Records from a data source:

□ □ □ □ □

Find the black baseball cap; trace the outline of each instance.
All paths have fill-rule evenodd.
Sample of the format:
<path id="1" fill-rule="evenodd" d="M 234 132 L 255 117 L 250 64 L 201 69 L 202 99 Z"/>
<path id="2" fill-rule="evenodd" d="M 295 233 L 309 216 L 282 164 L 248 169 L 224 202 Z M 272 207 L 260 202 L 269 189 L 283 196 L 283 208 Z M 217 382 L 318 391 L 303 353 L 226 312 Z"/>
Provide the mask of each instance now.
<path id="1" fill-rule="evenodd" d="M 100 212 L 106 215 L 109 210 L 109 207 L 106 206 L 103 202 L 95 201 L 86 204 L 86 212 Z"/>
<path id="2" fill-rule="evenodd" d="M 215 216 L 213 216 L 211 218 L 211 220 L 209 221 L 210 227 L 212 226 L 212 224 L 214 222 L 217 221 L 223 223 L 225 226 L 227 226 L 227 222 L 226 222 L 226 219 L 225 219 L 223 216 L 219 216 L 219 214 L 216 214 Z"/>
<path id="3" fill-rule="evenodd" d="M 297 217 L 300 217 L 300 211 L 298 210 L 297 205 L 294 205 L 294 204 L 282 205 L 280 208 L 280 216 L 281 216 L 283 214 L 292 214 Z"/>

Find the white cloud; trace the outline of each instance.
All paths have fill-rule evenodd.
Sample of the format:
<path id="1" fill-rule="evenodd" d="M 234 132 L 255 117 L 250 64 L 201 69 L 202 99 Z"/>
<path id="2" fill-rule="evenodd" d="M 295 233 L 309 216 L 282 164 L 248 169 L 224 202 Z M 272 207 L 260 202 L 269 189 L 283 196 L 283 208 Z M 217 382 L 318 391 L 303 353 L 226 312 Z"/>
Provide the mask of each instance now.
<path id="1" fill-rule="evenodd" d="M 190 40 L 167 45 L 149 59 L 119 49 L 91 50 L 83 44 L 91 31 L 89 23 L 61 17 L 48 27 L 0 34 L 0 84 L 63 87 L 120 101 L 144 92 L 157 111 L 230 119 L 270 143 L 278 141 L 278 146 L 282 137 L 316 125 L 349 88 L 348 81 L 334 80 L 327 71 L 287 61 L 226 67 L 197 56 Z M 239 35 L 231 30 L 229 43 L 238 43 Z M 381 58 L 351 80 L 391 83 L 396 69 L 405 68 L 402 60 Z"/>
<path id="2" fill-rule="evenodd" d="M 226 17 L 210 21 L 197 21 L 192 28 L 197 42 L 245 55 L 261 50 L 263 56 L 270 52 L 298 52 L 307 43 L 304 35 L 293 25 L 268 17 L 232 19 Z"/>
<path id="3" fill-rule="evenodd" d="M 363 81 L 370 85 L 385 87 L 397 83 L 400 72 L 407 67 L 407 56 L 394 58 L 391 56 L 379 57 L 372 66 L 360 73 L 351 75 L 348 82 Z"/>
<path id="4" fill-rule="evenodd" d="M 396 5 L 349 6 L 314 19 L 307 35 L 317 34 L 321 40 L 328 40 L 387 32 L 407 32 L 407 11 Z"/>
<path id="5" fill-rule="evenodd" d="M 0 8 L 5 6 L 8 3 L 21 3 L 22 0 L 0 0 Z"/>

□ □ □ □ □

- _Objective_
Express every request in the material above as a row in a two-column CSV with the headers request and answer. Put each request's text and its answer in their own quoted fields, with line breaks replaced by spaces.

- _Solution_
request,answer
"Find the black baseball cap; trace the outline of each instance. All paths have fill-rule evenodd. Sample of the format: <path id=""1"" fill-rule=""evenodd"" d=""M 234 132 L 255 117 L 250 64 L 201 69 L 202 99 Z""/> <path id=""2"" fill-rule=""evenodd"" d=""M 295 233 L 309 216 L 282 164 L 248 169 L 224 202 Z M 272 207 L 260 202 L 269 189 L 283 196 L 283 208 Z M 217 382 L 318 391 L 303 353 L 226 312 Z""/> Provide the mask of each instance now.","<path id=""1"" fill-rule=""evenodd"" d=""M 100 212 L 106 215 L 109 210 L 109 207 L 106 206 L 103 202 L 95 201 L 86 204 L 86 212 Z""/> <path id=""2"" fill-rule=""evenodd"" d=""M 215 216 L 213 216 L 211 218 L 211 220 L 209 221 L 210 227 L 212 226 L 212 224 L 214 222 L 217 221 L 223 223 L 225 226 L 227 226 L 227 222 L 226 222 L 226 219 L 225 219 L 223 216 L 219 216 L 219 214 L 216 214 Z""/> <path id=""3"" fill-rule=""evenodd"" d=""M 297 217 L 300 217 L 300 211 L 298 210 L 297 205 L 294 205 L 294 204 L 282 205 L 280 208 L 280 216 L 281 216 L 283 214 L 292 214 Z""/>"
"Find the white cloud; trace the outline of each instance. All paths have fill-rule evenodd. Sample of the format: <path id=""1"" fill-rule=""evenodd"" d=""M 234 132 L 255 117 L 250 64 L 201 69 L 202 99 Z""/> <path id=""2"" fill-rule=""evenodd"" d=""M 295 233 L 309 216 L 282 164 L 248 169 L 224 202 Z M 272 207 L 260 202 L 269 189 L 283 196 L 283 208 Z M 217 382 L 318 391 L 303 353 L 226 312 Z""/> Provide the mask of each instance now.","<path id=""1"" fill-rule=""evenodd"" d=""M 190 40 L 167 45 L 149 59 L 119 49 L 91 50 L 83 44 L 91 31 L 89 23 L 61 17 L 48 27 L 0 34 L 0 84 L 63 87 L 120 101 L 144 92 L 157 111 L 230 119 L 270 143 L 278 141 L 278 146 L 282 137 L 316 125 L 349 88 L 348 81 L 334 80 L 327 71 L 287 61 L 226 67 L 197 56 Z M 239 35 L 231 30 L 229 43 L 238 43 Z M 381 58 L 351 80 L 391 83 L 396 69 L 405 68 L 402 60 Z""/> <path id=""2"" fill-rule=""evenodd"" d=""M 226 17 L 210 21 L 197 21 L 192 28 L 197 42 L 245 55 L 261 50 L 263 56 L 270 52 L 298 52 L 307 43 L 304 35 L 293 25 L 268 17 L 232 19 Z""/> <path id=""3"" fill-rule=""evenodd"" d=""M 363 81 L 370 85 L 385 87 L 397 83 L 400 72 L 407 67 L 407 56 L 394 58 L 391 56 L 379 57 L 372 66 L 360 73 L 351 75 L 348 82 Z""/> <path id=""4"" fill-rule=""evenodd"" d=""M 396 5 L 349 6 L 314 19 L 307 35 L 317 34 L 321 40 L 328 40 L 387 32 L 407 32 L 407 11 Z""/> <path id=""5"" fill-rule=""evenodd"" d=""M 0 8 L 5 6 L 8 3 L 21 3 L 22 0 L 0 0 Z""/>"